--- Material provided ---

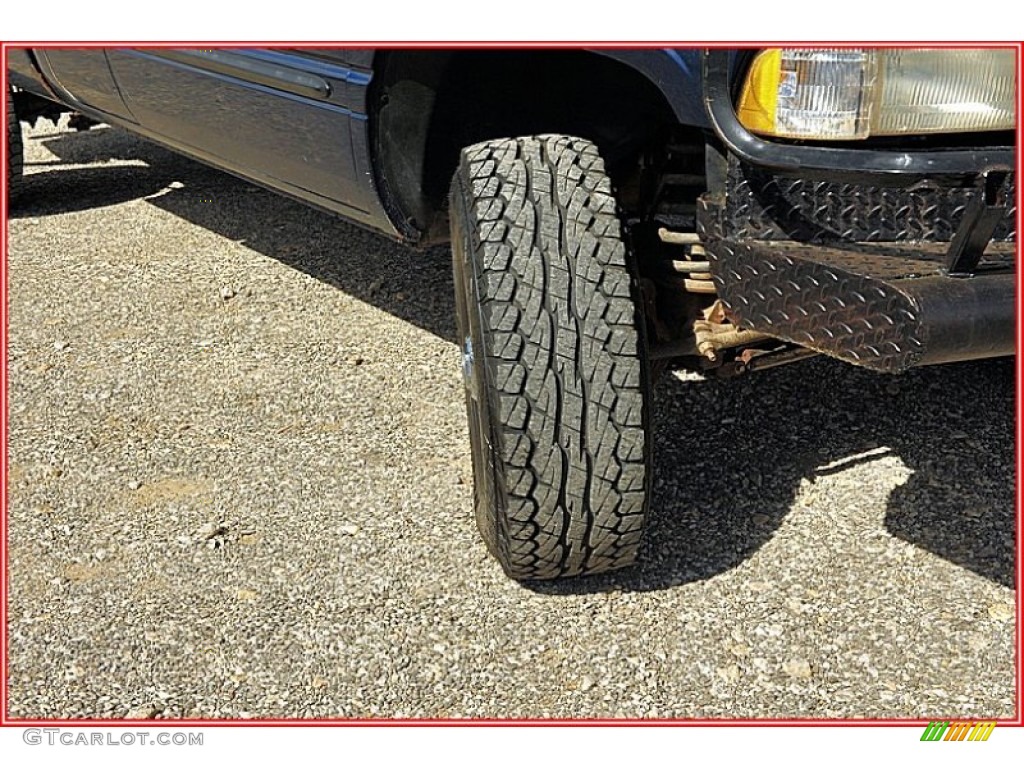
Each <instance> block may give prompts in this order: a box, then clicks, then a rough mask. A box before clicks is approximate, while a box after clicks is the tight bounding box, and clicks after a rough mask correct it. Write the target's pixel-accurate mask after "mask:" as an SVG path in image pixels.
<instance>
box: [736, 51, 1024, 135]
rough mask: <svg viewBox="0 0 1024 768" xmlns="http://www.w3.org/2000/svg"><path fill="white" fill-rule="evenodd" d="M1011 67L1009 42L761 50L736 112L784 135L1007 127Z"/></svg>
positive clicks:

---

**What is expected:** Everything in the entries must be written out exactly; the pictures stay out.

**Solution to this problem:**
Each <instance> block may give prompts in this order: a box, then clicks, then a rough mask. A box before clicks is approximate, while a box after clicks is the tight bounding box, and clicks after a rough mask correct it. Write the target's pixel-accurate mask after "mask:" as an SVG path in image pixels.
<instance>
box: [736, 51, 1024, 135]
rough mask: <svg viewBox="0 0 1024 768" xmlns="http://www.w3.org/2000/svg"><path fill="white" fill-rule="evenodd" d="M1011 67L1009 42L761 50L736 112L784 135L1007 127Z"/></svg>
positive clicks:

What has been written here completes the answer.